* [Supplied text]:
[Start]

LLamaSharp Examples don't run with CUDA12

I have CUDA 12, I know it works because I ran custom pytorch model for other projects.

But when I try to run LlamaSharp.Examples with LLamaSharp.Backend.Cpu, it works fine. But when I try to use it with LLamaSharp.Backend.Cuda12, it crash right away with the following error:

System.TypeInitializationException
  HResult=0x80131534
  Message=The type initializer for 'LLama.Native.NativeApi' threw an exception.
  Source=LLamaSharp
  StackTrace:
   at LLama.Native.NativeApi.llama_empty_call() in C:\work\Projects\LLamaSharp\LLama\Native\NativeApi.cs:line 27
   at Program.<<Main>$>d__0.MoveNext() in C:\work\Projects\LLamaSharp\LLama.Examples\Program.cs:line 24

  This exception was originally thrown at this call stack:
    LLama.Native.NativeApi.NativeApi() in NativeApi.Load.cs

Inner Exception 1:
RuntimeError: The native library cannot be correctly loaded. It could be one of the following reasons: 
1. No LLamaSharp backend was installed. Please search LLamaSharp.Backend and install one of them. 
2. You are using a device with only CPU but installed cuda backend. Please install cpu backend instead. 
3. One of the dependency of the native library is missed. Please use `ldd` on linux, `dumpbin` on windows and `otool`to check if all the dependency of the native library is satisfied. Generally you could find the libraries under your output folder.
4. Try to compile llama.cpp yourself to generate a libllama library, then use `LLama.Native.NativeLibraryConfig.WithLibrary` to specify it at the very beginning of your code. For more informations about compilation, please refer to LLamaSharp repo on github.

I tried running the project in Debug, also with GPU in the configuration manager, tried running it in .net 8, .net 6, and all combinations but always the same error. I am running the latest version for the nuget packages, 0.10.0.

Mar 13 '24 17:03 EtienneT

You have probably added both backends CPU and CUDA. That is the reason for the crash. You need to remove one and thus keep only one backend.

Mar 14 '24 14:03 zsogitbe

Pretty sure I was testing it one at a time. I just to confirm I tested it again this morning, making sure GPU was alone:

Also to make sure, I deleted the bin and obj folders of the example project before testing again.

Same problem unfortunately.

Mar 14 '24 14:03 EtienneT

llava_shared.dll is missing in the distribution for CUDA v12. Try to download it from llama.cpp and put it manually into the right runtime folder.

Mar 14 '24 14:03 zsogitbe

Took this file from llama.cpp: llama-b2418-bin-win-cublas-cu12.2.0-x64.zip, then got the llava_shared.dll file and put it in LLama.Examples\bin\Debug\net8.0\runtimes\win-x64\native\cuda12.

Same problem.

[End]

* [Stored data]:
[Start]

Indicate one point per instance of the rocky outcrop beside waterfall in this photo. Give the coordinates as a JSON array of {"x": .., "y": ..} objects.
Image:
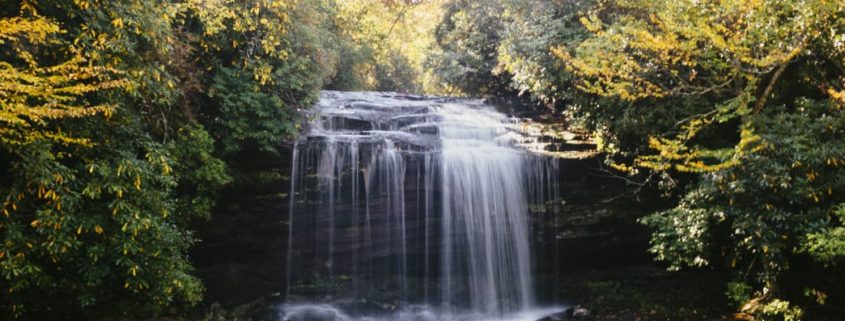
[{"x": 378, "y": 216}]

[End]

* [Task instructions]:
a) In the LLamaSharp CUDA 12 thread, which file is reported as missing from the distribution for CUDA v12?
b) Retype the LLamaSharp CUDA 12 thread word for word from "But when I try to run" to "threw an exception.".

* [Answers given]:
a) llava_shared.dll

b)
But when I try to run LlamaSharp.Examples with LLamaSharp.Backend.Cpu, it works fine. But when I try to use it with LLamaSharp.Backend.Cuda12, it crash right away with the following error:

System.TypeInitializationException
  HResult=0x80131534
  Message=The type initializer for 'LLama.Native.NativeApi' threw an exception.